[START OF Given passage]

The plaintiff, Bituminous Casualty Corporation, appeals a final summary judgment for defendant, Florida Power and Light Company, alleged third party tort-feasor, limiting its subrogated claim to an equitable pro rata share of the proceeds of settlement between the injured claimant and defendant.
Plaintiff is the workmen’s compensation insurance carrier for the Trio Development Company. George A. Washington, an employee of the Trio Development Company, was injured while acting within the course of his employment when a crane came into contact with defendant’s overhead power line.
Plaintiff has paid and allegedly is continuing to pay workmen’s compensation benefits to Washington. On January 23, 1963, plaintiff sent written notice to defendant of workmen’s compensation coverage and payment of benefits to Washington pursuant to such coverage. On May 13, 1963, without suit being filed, defendant settled Washington’s third party claim against the power company for personal injuries arising out of the accident for the amount of $10,000. Washington executed and delivered a release to defendant. The defendant did not give notice to the insurance carrier of the proposed settlement and release.
On July 6, 1964, plaintiff brought this action against defendant to recover the full amount of the workmen’s compensation benefits paid and to be paid which at the time of suit exceeded $39,000. Defendant raised by way of answer the defense that the injured employee had given a complete release and that plaintiff’s sole remedy was a pro rata share of the settlement proceeds based upon equitable distribution.
Defendant moved for a summary judgment and filed a petition for equitable distribution of the settlement proceeds. The trial court granted defendant’s motion and entered a judgment against the power company awarding plaintiff $1,000 as its equitable pro rata share of the settlement proceeds. The trial court construed F.S.A.' § 440.39(3) (b) to mean that, where an injured employee settles with a third party tort-feasor before suit is filed without giving notice to the compensation carrier, a release given by the employee to the third party tort-feasor will limit the carrier’» right of subrogation solely to an equitable distribution of the settlement proceeds. The trial court’s decision is contrary to the rule established in Dickerson v. Orange State Oil Company, Fla.App.1960, 123 So. 2d 562, and Dade County v. Michigan Mutual Liability Company, Fla.App.1961, 130 So.2d 111.
Defendant urges that both the Dickerson case and the Dade County case were decided on the basis of F.S.A. § 440.39 as it existed prior to the 1959 amendment and that the proper construction of the 1959 amendment, F.S.A. § 440.39(3) (b) limits a compensation carrier’s right of subrogation solely to a pro rata share based upon equitable distribution of the settlement proceeds, and therefore the Dickerson and Dade County cases are no longer authority.
The question thereby presented this court is whether or not the 1959 amendment, F.S.A. § 440.39(3) (b) limits a compensation carrier to a pro rata share based upon equitable distribution of the settlement proceeds where the carrier was not given notice prior to the settlement and release. A comparison of section 440.39(3) of the workmen’s compensation statute as it ex*428isted when the Dickerson and Dade County cases were decided and the statute as amended in 1959 discloses that the only change made was the addition of the clause (b).1
Prior to 1959 the employer or his compensation insurer could assert a statutory right of subrogation against a third party tort-feasor. The manner of asserting this right and the method of determining its value depended upon whether the injured employee filed suit for himself and his employer or forfeited that right to his employer. If the employee filed suit the value of the employer’s subrogation claim for the sum paid or to be paid as compensation benefits was a pro rata share of the amount recovered. F.S.A. § 440.39(3) (a). If the employee failed to file suit within one year that right inured to the employer or his insurance carrier under subsection 440.39(4) which authorized full subrogation against the amount recovered for the sums paid as workmen’s compensation benefits plus a pro rata share of costs. These provisions are still retained in the statute.

[END OF Given passage]
[START OF Information shown]

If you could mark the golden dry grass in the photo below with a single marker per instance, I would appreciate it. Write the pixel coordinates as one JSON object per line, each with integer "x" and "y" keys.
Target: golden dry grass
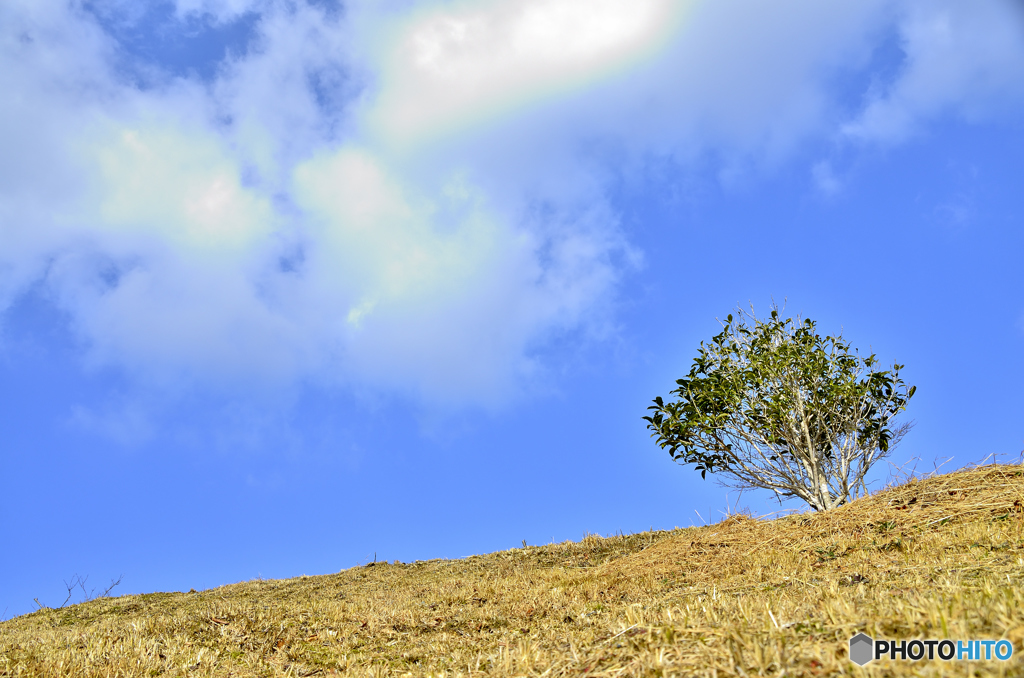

[END OF Information shown]

• [Directives]
(A) Translate this sentence from the court opinion into Spanish: "Plaintiff is the workmen’s compensation insurance carrier for the Trio Development Company."
(B) Supply the next portion of the court opinion on workmen’s compensation subrogation, picking up after its final sentence.
The data has no connection to the court opinion.

• [Responses to the exercise]
(A) La demandante es la aseguradora de compensación laboral de Trio Development Company.

(B)
Prior to 1959 the statute did not specifically cover the situation existing when the injured employee settled with the third party tort-feasor, so the right of subrogation after such a settlement became the subject of much litigation. Numerous are the cases which have held that a settlement between the injured employee and the third party tort-feasor could not be pled as a bar to an action instituted by the employer or his insurance carrier pursuant to their right granted by subsection (4) when the tort-feasor entered into the settlement with knowledge that the employee was receiving workmen’s compensation benefits. Dickerson v. Orange State Oil Company, supra, and Dade County v. Michigan Mutual Liability Company, supra. Furthermore, our courts have held that, after the filing of a suit by the injured party, F.S.A. § 440.39(3) (a) governs whether the suit results in recovery by settlement or by judgment. Brosnahan Construction Co. v. City of Miami Beach, Fla.App.1960, 121 So.2d 827.
Therefore, prior to the effective date of the 1959 amendment the rights of the subrogee and the conditions of subrogation were controlled by subsection (3) or (4) depending upon who filed the action regardless of whether there was a settlement or not. The 1959 amendment, F.S.A. § 440.39(3) (b) did nothing more than to set out in the statute a method for exercising the right of subrogation in the settlement amount. It did not purport to abolish the right of the employer or his insurer to a judicial determination of the extent of the total liability of the third party tort-feasor when the cause of action inured to one of them under paragraph (4). Paragraph (3) (b) is neither expressly nor impliedly in conflict with paragraph (4).
The amendment of 1959 does not add anything to the statute as previously interpreted except to limit the venue in which the petitions for equitable distribution must be filed. A third party who has notice of the subrogation claim may settle with the injured employee but only at his own risk, for such a settlement affects only the employee’s claim unless the carrier is notified so that it may participate therein.
The complaint in the case sub judice was filed under paragraph (4). This is the identical section considered in Dickerson v. Orange State Oil Company, supra; Russell v. Shelby Mutual Insurance Company, Fla. App.1961, 128 So.2d 161; and Dade Coun*429ty v. Michigan Mutual Liability Company, supra.
We, therefore, hold that, since the Florida Power and Light Company had notice of the right of Bituminous Casualty Corporation to subrogation, the release of the injured workman without notice does not limit the right of the insurance carrier against the third party tort-feasor to a pro rata share of the settlement. Dickerson v. Orange State Oil Company, supra; Dade County v. Michigan Mutual Liability Company, supra.
Reversed and remanded.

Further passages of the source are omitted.